Find the word "below" in the data, then copy each line where it is found.

──────────────────────────────

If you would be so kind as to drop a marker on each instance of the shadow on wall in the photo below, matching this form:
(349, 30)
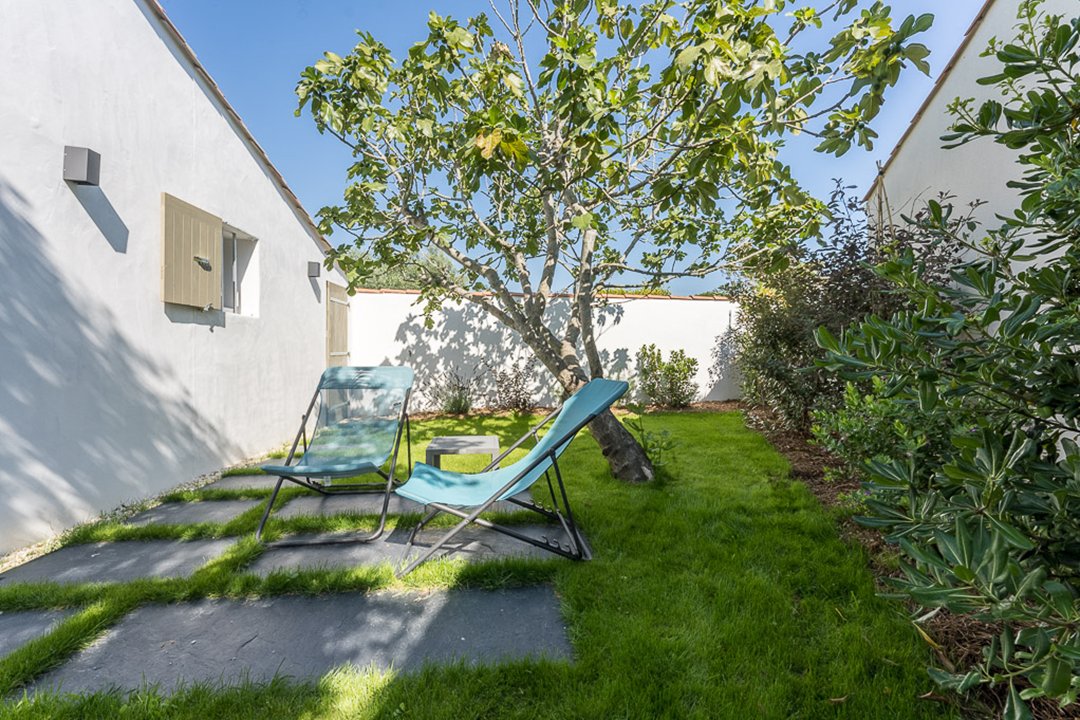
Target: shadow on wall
(88, 420)
(466, 340)
(724, 371)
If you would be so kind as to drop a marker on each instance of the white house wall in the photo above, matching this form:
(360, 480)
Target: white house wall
(106, 394)
(388, 327)
(977, 171)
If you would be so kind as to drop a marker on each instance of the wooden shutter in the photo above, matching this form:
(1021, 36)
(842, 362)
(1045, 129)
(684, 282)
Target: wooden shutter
(190, 255)
(337, 325)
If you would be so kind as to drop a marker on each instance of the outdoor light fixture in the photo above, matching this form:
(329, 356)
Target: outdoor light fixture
(81, 165)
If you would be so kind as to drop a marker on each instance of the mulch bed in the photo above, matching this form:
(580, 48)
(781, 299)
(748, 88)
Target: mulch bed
(957, 640)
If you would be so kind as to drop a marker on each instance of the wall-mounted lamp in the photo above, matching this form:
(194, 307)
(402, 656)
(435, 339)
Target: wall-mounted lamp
(81, 165)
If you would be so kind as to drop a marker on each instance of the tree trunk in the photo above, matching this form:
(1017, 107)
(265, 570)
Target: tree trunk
(625, 457)
(624, 454)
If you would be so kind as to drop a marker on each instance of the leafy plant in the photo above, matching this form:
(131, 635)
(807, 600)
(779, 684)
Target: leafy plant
(669, 383)
(832, 284)
(990, 524)
(633, 144)
(657, 444)
(453, 392)
(513, 386)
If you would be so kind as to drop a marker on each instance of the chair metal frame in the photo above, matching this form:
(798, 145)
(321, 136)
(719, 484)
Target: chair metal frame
(354, 488)
(577, 549)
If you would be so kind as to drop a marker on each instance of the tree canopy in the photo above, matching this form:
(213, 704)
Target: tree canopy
(570, 147)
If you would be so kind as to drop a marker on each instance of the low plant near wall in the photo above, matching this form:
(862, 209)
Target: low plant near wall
(453, 392)
(669, 383)
(513, 386)
(977, 392)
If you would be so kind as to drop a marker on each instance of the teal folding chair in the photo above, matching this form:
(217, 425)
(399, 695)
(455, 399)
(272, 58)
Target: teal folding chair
(467, 496)
(362, 415)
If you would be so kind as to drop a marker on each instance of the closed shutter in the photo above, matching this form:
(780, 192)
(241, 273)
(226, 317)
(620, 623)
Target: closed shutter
(190, 255)
(337, 325)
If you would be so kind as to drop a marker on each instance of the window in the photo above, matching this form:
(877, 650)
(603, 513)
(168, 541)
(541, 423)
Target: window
(206, 263)
(239, 287)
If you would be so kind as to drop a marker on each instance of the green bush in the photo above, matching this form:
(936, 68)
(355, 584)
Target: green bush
(984, 370)
(831, 285)
(667, 383)
(453, 392)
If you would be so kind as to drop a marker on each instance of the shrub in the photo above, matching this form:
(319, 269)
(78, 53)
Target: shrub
(666, 383)
(513, 386)
(831, 285)
(453, 392)
(985, 367)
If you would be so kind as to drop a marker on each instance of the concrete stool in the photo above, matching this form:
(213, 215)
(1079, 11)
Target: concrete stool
(460, 445)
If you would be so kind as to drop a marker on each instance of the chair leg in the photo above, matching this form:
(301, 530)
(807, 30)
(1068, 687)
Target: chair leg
(266, 514)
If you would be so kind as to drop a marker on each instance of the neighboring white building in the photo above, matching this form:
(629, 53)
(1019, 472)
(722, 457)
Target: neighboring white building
(107, 392)
(464, 339)
(918, 168)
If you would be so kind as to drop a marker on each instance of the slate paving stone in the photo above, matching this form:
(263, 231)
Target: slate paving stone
(368, 503)
(17, 628)
(306, 637)
(473, 544)
(242, 483)
(210, 511)
(118, 561)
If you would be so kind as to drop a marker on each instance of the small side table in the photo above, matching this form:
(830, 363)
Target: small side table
(460, 445)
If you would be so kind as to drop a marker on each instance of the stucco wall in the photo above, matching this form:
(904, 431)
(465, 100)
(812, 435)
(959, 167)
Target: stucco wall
(106, 394)
(976, 171)
(388, 327)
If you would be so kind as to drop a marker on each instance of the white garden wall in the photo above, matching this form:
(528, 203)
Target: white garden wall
(920, 168)
(107, 394)
(388, 327)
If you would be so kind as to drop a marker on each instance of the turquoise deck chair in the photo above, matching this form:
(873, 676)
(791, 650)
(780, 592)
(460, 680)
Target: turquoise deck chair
(467, 496)
(362, 415)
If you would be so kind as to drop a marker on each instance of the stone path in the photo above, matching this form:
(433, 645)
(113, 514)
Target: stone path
(118, 561)
(211, 511)
(298, 636)
(305, 637)
(473, 544)
(17, 628)
(242, 483)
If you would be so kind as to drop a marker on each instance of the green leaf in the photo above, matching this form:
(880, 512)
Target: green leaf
(1015, 708)
(687, 57)
(1057, 679)
(583, 221)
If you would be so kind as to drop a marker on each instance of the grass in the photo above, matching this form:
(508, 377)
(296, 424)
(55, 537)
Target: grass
(724, 592)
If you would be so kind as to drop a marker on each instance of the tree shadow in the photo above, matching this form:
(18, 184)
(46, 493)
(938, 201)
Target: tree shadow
(468, 341)
(104, 215)
(89, 420)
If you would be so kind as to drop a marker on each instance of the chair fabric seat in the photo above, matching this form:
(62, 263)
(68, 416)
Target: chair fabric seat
(356, 447)
(433, 485)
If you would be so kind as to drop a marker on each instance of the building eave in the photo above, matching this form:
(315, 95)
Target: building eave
(964, 43)
(238, 124)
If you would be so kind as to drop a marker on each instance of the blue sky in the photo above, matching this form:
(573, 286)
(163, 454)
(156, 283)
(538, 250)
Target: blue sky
(256, 49)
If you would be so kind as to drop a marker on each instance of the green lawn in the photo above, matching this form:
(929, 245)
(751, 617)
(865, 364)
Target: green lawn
(721, 591)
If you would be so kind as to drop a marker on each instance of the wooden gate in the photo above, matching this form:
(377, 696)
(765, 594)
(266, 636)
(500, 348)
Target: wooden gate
(337, 325)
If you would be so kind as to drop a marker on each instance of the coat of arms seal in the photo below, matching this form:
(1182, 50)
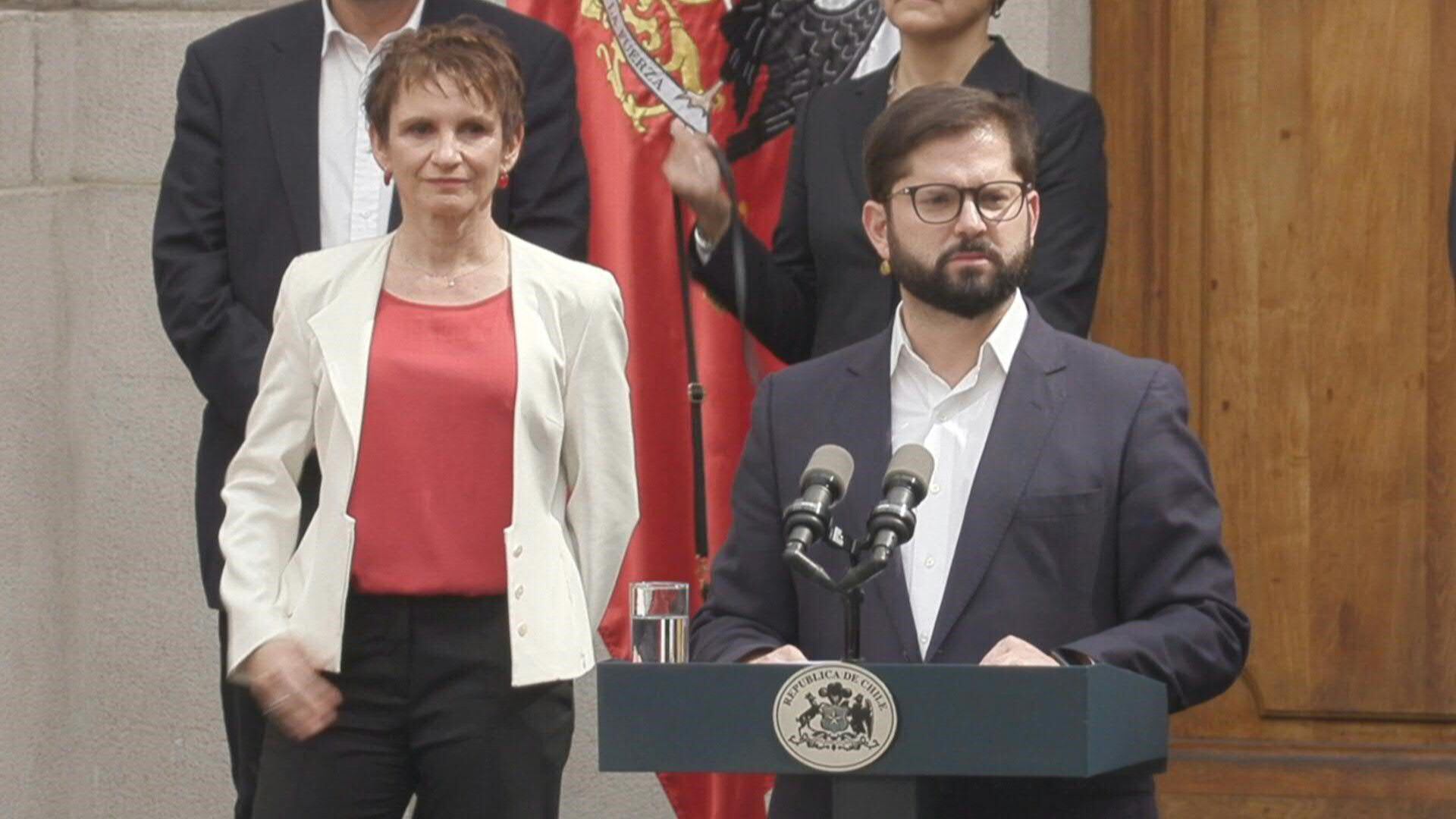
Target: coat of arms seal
(835, 717)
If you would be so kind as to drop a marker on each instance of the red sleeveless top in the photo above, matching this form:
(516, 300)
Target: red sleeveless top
(433, 485)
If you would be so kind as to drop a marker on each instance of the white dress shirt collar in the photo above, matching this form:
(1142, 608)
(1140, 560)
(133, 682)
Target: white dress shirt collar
(332, 28)
(952, 423)
(1002, 341)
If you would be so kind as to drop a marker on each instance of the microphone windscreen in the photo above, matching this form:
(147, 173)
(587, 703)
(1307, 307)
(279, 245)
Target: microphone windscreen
(830, 464)
(910, 461)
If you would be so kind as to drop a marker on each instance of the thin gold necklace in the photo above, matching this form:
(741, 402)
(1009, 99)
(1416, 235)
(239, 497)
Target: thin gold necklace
(450, 279)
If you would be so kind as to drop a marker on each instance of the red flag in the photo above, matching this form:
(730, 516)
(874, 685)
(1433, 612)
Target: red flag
(625, 130)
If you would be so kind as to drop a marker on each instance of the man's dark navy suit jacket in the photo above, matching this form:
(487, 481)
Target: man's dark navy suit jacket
(1092, 525)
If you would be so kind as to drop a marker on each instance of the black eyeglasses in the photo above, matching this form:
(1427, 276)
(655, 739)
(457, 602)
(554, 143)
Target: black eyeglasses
(937, 203)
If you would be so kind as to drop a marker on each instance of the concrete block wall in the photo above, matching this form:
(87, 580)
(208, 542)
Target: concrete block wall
(108, 654)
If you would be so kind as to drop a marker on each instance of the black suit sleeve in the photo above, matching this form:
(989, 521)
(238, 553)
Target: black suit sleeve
(753, 604)
(781, 283)
(549, 196)
(220, 341)
(1072, 181)
(1174, 580)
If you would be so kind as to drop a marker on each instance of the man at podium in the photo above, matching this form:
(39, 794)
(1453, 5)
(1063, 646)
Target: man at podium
(1071, 516)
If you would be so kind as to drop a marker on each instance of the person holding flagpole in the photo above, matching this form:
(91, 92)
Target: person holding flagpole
(821, 286)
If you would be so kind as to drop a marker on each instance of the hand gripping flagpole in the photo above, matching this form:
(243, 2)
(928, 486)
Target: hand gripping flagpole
(693, 110)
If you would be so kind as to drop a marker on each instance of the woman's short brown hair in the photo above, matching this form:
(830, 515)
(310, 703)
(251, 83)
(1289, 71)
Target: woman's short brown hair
(466, 52)
(944, 110)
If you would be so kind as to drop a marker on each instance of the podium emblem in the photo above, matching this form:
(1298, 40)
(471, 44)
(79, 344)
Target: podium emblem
(835, 717)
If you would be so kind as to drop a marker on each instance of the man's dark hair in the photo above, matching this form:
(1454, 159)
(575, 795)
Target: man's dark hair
(944, 110)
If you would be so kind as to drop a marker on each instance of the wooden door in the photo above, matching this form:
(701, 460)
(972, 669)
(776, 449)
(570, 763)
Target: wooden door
(1280, 177)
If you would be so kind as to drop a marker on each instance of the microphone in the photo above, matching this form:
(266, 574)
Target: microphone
(823, 483)
(892, 522)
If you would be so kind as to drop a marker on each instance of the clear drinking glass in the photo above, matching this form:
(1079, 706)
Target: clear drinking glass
(660, 623)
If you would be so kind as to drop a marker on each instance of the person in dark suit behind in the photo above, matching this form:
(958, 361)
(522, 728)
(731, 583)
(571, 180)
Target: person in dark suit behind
(271, 159)
(821, 289)
(1071, 516)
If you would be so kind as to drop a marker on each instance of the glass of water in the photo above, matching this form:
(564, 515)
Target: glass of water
(660, 623)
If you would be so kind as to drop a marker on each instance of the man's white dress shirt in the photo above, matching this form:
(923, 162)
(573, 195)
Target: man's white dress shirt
(952, 423)
(354, 200)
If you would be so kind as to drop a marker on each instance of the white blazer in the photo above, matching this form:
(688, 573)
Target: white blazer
(574, 504)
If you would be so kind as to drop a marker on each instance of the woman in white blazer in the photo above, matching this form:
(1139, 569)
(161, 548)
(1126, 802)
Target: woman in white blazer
(466, 395)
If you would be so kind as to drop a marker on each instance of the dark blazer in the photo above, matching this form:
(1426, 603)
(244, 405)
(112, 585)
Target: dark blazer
(820, 287)
(1092, 525)
(240, 199)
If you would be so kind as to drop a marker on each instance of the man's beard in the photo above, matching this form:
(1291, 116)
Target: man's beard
(968, 297)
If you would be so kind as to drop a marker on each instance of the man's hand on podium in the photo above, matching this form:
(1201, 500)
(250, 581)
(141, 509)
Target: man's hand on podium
(781, 654)
(1015, 651)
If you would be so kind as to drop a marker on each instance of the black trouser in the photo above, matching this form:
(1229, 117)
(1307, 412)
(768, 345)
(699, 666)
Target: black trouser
(245, 732)
(428, 708)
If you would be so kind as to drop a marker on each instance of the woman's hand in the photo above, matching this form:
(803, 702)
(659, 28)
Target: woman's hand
(290, 689)
(692, 172)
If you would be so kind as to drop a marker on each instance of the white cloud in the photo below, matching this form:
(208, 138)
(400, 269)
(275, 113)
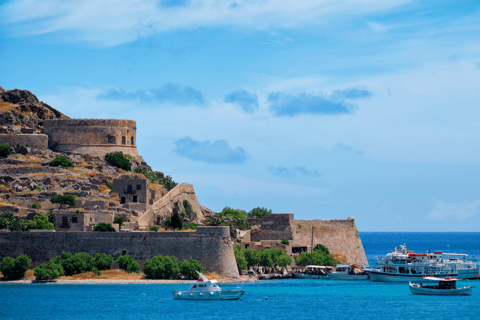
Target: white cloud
(461, 210)
(111, 22)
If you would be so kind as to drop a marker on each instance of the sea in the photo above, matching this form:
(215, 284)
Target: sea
(274, 299)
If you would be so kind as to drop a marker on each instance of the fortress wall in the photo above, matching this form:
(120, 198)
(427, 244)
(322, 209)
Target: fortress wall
(339, 236)
(96, 137)
(164, 206)
(271, 227)
(209, 245)
(35, 141)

──────────────────────────────

Exercise result:
If you would be so kind as to drop a marker on each instance of the shadow on wall in the photo below, matching this form:
If you would be so kind as to drop a marker on each instance of the coat of arms seal in the photo below, matching this form:
If you would be so kind as to drop a marker on each instance of the white cloud in the photo below, matching this form:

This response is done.